# [EXERCISE TASK]
Print each record below character for character, with no changes.

# [THE DATA]
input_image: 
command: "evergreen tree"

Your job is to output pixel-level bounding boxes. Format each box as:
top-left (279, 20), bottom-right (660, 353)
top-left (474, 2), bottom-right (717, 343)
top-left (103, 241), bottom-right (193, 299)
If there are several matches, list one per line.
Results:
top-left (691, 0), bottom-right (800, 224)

# [ANSWER TO THIS PROBLEM]
input_image: 
command: "evergreen tree"

Your job is to output pixel-level bounding boxes. Format each box as:
top-left (279, 20), bottom-right (660, 353)
top-left (474, 2), bottom-right (717, 343)
top-left (103, 241), bottom-right (193, 299)
If there are several matches, list one per line.
Results:
top-left (691, 0), bottom-right (800, 224)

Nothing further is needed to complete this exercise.